Task brief
Copy out the records below, switching "set one pin" to "place a single marker" in every one of them and leaving all other text as it is.

Provided material
** START **

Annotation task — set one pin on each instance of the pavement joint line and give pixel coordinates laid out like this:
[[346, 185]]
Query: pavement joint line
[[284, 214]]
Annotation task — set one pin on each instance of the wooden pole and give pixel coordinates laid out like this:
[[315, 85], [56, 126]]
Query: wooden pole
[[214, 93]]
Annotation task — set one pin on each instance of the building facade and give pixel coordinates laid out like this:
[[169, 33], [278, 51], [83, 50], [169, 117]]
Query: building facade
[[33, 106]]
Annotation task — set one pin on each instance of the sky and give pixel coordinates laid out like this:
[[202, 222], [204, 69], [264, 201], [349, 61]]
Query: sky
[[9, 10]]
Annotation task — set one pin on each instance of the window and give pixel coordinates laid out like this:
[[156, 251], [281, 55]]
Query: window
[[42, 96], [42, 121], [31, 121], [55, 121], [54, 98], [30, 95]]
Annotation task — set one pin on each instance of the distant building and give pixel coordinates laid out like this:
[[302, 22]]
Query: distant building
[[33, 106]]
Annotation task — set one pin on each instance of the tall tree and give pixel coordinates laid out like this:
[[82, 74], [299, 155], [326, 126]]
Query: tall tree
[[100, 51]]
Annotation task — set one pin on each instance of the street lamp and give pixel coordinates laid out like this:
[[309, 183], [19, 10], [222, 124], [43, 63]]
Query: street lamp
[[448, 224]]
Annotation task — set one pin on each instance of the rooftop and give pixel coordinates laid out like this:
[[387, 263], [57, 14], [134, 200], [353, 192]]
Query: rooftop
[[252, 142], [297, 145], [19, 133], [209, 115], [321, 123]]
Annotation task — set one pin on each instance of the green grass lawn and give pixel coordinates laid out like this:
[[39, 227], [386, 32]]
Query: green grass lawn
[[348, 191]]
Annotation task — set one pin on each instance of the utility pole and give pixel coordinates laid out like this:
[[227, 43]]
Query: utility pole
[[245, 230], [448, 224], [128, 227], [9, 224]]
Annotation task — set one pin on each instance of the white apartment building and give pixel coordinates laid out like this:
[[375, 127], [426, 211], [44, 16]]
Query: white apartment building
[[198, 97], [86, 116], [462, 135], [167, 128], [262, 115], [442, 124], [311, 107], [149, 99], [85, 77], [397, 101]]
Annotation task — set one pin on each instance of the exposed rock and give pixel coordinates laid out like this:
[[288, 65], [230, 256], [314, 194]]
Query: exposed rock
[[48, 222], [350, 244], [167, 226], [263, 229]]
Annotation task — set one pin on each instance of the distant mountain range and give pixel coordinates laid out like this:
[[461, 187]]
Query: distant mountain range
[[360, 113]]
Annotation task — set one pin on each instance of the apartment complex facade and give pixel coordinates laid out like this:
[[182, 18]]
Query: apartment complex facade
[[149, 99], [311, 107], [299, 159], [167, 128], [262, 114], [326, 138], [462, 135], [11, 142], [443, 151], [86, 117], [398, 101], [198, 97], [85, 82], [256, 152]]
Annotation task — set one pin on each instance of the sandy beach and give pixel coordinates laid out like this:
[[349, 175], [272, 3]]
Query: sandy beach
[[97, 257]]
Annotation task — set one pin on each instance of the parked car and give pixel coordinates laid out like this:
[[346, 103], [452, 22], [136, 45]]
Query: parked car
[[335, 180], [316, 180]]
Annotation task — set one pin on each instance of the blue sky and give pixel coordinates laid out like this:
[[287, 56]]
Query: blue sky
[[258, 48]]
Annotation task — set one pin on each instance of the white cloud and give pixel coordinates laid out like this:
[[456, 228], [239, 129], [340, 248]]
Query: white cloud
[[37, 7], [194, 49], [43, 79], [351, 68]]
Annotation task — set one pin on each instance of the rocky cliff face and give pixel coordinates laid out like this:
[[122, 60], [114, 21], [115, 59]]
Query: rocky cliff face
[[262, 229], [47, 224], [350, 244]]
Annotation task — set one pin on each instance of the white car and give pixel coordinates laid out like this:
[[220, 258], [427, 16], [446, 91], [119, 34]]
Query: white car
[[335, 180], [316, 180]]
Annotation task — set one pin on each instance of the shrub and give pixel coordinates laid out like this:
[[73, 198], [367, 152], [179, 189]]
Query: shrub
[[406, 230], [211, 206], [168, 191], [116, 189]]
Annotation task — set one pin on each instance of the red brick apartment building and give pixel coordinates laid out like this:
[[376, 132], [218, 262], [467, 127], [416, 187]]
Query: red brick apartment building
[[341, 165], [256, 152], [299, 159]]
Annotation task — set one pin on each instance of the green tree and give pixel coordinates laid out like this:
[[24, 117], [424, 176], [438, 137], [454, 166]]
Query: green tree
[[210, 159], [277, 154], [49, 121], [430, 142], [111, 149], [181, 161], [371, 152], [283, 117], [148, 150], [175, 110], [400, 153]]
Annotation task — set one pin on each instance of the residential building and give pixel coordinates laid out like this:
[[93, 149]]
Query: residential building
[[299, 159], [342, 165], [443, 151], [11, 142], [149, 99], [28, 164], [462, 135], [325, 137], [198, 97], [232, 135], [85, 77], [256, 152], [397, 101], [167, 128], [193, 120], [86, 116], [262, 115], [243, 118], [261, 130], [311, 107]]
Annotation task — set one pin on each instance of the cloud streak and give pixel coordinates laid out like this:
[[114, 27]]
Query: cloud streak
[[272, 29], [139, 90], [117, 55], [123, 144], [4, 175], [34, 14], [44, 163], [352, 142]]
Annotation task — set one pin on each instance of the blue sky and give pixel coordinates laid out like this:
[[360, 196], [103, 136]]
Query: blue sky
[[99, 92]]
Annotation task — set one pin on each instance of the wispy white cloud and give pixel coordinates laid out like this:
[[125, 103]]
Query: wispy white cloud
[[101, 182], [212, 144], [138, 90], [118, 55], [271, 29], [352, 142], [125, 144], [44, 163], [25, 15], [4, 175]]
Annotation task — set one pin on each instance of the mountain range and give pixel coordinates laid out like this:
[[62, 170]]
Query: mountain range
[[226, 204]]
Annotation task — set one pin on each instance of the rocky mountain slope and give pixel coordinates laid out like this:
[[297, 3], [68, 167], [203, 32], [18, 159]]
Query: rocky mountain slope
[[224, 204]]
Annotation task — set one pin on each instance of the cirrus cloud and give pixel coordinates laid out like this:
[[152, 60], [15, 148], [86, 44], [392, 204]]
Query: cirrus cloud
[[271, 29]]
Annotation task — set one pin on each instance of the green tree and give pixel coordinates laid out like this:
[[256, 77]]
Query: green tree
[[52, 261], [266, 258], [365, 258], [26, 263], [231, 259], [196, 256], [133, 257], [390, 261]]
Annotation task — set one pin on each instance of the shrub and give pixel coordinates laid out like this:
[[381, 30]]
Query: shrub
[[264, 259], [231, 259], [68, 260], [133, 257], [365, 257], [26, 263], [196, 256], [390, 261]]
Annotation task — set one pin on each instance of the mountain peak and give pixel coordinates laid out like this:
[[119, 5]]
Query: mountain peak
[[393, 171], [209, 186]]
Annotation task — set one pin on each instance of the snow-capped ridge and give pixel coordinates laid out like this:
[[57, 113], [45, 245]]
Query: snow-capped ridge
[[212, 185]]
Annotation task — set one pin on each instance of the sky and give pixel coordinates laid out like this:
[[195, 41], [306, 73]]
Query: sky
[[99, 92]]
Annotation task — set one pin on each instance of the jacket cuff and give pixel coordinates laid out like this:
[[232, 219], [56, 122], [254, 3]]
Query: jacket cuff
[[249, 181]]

** END **

Reply to the exercise
Annotation task — place a single marker on each instance of the pavement joint line and give pixel coordinates laid out like this:
[[346, 185]]
Query: pavement joint line
[[284, 214]]
Annotation task — place a single marker on each instance of the wooden pole and give pixel coordinates laid out like this:
[[315, 85], [56, 126]]
Query: wooden pole
[[214, 93]]
Annotation task — place a single marker on each instance of the building facade and give pixel coordinates laid out like this:
[[169, 33], [278, 51], [83, 50], [169, 117]]
Query: building facade
[[33, 106]]
Annotation task — place a single marker on each instance of the sky and give pixel coordinates laid out like this:
[[202, 222], [204, 69], [264, 201], [349, 61]]
Query: sky
[[9, 10]]
Annotation task — place a single marker on each instance of the window and give pixel coordinates laid out like this:
[[156, 251], [281, 55]]
Query: window
[[42, 96], [42, 121], [31, 121], [55, 121], [54, 98], [30, 95]]
Annotation task — place a single marker on each instance of the distant building and give pixel coordinates laid out like this:
[[302, 22]]
Query: distant building
[[33, 106]]
Annotation task — place a single marker on each instance of the tall tree and give pixel coordinates laid out like this:
[[82, 74], [299, 155], [326, 126]]
Query: tall tree
[[100, 51]]
Annotation task — place a single marker on each instance of the street lamp and give pixel coordinates laid out like this:
[[309, 183], [19, 10], [222, 124], [43, 63]]
Query: street lamp
[[448, 224]]
Annotation task — place a single marker on each instance of the rooftop and give pixel coordinates laid out like this:
[[387, 263], [57, 14], [134, 200], [353, 192]]
Query: rooftop
[[252, 142], [297, 145], [19, 133], [209, 115], [321, 123]]
Annotation task — place a single marker on each instance of the green grass lawn and give pixel coordinates laid out like this:
[[39, 227], [386, 32]]
Query: green grass lawn
[[348, 191]]
Annotation task — place a single marker on each instance of the utility pole and give pixel coordinates laid out like this:
[[227, 43]]
Query: utility pole
[[245, 230], [448, 224], [128, 227], [9, 224]]
Annotation task — place a single marker on each instance of the white apartment building and give pixel coordinates laid out like this:
[[375, 127], [426, 211], [44, 16]]
Query: white apartment building
[[198, 97], [86, 116], [462, 135], [167, 128], [262, 115], [442, 124], [311, 107], [149, 99], [85, 77], [397, 101]]
Annotation task — place a single marker on each instance of the exposed rock and give pixel coordinates laid out like this:
[[288, 65], [230, 256], [314, 194]]
Query: exposed rock
[[48, 222], [350, 244], [167, 226], [263, 229]]
Annotation task — place a single marker on each instance of the distant mountain range and give pixel coordinates laid out like this:
[[461, 187]]
Query: distant mountain range
[[360, 113]]
Annotation task — place a single marker on each instance of the apartment complex facade and give pixel coordinates laid out like this:
[[182, 18]]
Query: apartment complex facade
[[149, 99], [311, 107], [299, 159], [167, 128], [262, 114], [326, 138], [462, 135], [11, 142], [443, 151], [86, 117], [398, 101], [198, 97], [85, 82], [256, 152]]
Annotation task — place a single marker on each instance of the sandy beach and give pixel coordinates laid out like this:
[[349, 175], [272, 3]]
Query: sandy beach
[[97, 257]]
Annotation task — place a single marker on each instance of the parked car and give pixel coordinates laid out like this:
[[346, 103], [452, 22], [136, 45]]
Query: parked car
[[335, 180], [316, 180]]
Annotation task — place a single marker on each instance of the blue sky and give pixel coordinates laid out like this:
[[287, 56]]
Query: blue sky
[[258, 48]]
Annotation task — place a single marker on each instance of the white cloud and give pixel coordinates laid out like this:
[[456, 228], [239, 129], [340, 248]]
Query: white cloud
[[37, 7], [194, 49], [43, 79], [351, 68]]
Annotation task — place a single marker on each instance of the rocky cliff face and give pixel coordinates laid out like this:
[[122, 60], [114, 21], [115, 59]]
Query: rocky cliff face
[[262, 229], [47, 224], [350, 244]]
Annotation task — place a single marker on each instance of the white car and give pixel coordinates laid out like this:
[[220, 258], [427, 16], [446, 91], [119, 34]]
Query: white car
[[335, 180], [316, 180]]
Annotation task — place a single marker on each instance of the shrub and give pixel coordinates laid out like this:
[[73, 198], [367, 152], [179, 189]]
Query: shrub
[[406, 230], [211, 206], [168, 191], [116, 189]]
Annotation task — place a single marker on each instance of the red brick apartment building and give pixel coordinates laid out like this:
[[376, 132], [218, 262], [467, 127], [416, 187]]
Query: red brick apartment building
[[341, 165], [256, 152], [299, 159]]
Annotation task — place a single marker on each instance of the green tree and give pixel coordinates laid out like this:
[[24, 117], [424, 176], [438, 137], [454, 166]]
Query: green tree
[[210, 159], [277, 154], [49, 121], [430, 142], [111, 149], [181, 161], [371, 152], [283, 117], [148, 150], [175, 110], [400, 153]]
Annotation task — place a single marker on each instance of the residential building and give pixel coordinates laid out like this:
[[93, 149]]
Query: residential building
[[299, 159], [342, 165], [443, 151], [11, 142], [149, 99], [28, 164], [462, 135], [325, 137], [198, 97], [232, 135], [85, 77], [256, 152], [397, 101], [167, 128], [193, 120], [86, 116], [262, 115], [243, 118], [261, 130], [311, 107]]
Annotation task — place a single marker on each instance of the cloud streak and give pixel coordinates laid out like this:
[[114, 27]]
Query: cloud streak
[[272, 29], [139, 90], [117, 55], [123, 144], [4, 175], [34, 14], [44, 163], [352, 142]]
Annotation task — place a single marker on each instance of the blue sky and give pixel coordinates laid out like this:
[[360, 196], [103, 136]]
Query: blue sky
[[99, 92]]
Annotation task — place a single marker on each instance of the wispy white cloud and give pixel coordinates laid out like this:
[[125, 103]]
Query: wispy white cloud
[[101, 182], [212, 144], [138, 90], [118, 55], [271, 29], [352, 142], [125, 144], [44, 163], [25, 15], [4, 175]]
Annotation task — place a single marker on each instance of the mountain range and give pixel coordinates laid out like this:
[[62, 170]]
Query: mountain range
[[226, 204]]
Annotation task — place a single marker on each instance of the rocky mountain slope and give pixel coordinates laid out like this:
[[297, 3], [68, 167], [203, 32], [18, 159]]
Query: rocky mountain slope
[[224, 204]]
Annotation task — place a single marker on each instance of the cirrus cloud and give pixel coordinates laid out like this:
[[152, 60], [15, 148], [86, 44], [392, 204]]
Query: cirrus cloud
[[271, 29]]
Annotation task — place a single marker on each instance of the green tree and give pixel coordinates laid out like this:
[[256, 77]]
Query: green tree
[[52, 261], [266, 258], [365, 258], [26, 263], [231, 259], [196, 256], [133, 257], [390, 261]]
Annotation task — place a single marker on each instance of the shrub and give pixel coordinates laid out like this:
[[381, 30]]
Query: shrub
[[264, 259], [231, 259], [68, 260], [133, 257], [365, 257], [26, 263], [196, 256], [390, 261]]
Annotation task — place a single marker on each instance of the mountain peak and give pixel coordinates laid out like this:
[[119, 5]]
Query: mountain peak
[[393, 171], [209, 186]]
Annotation task — place a single marker on each instance of the snow-capped ridge and give pixel coordinates laid out like this:
[[57, 113], [45, 245]]
Query: snow-capped ridge
[[212, 185]]
Annotation task — place a single marker on each instance of the sky and give pixel coordinates laid out like this:
[[195, 41], [306, 73]]
Query: sky
[[99, 92]]
Annotation task — place a single marker on each instance of the jacket cuff and give pixel coordinates laid out like this:
[[232, 219], [56, 122], [254, 3]]
Query: jacket cuff
[[249, 181]]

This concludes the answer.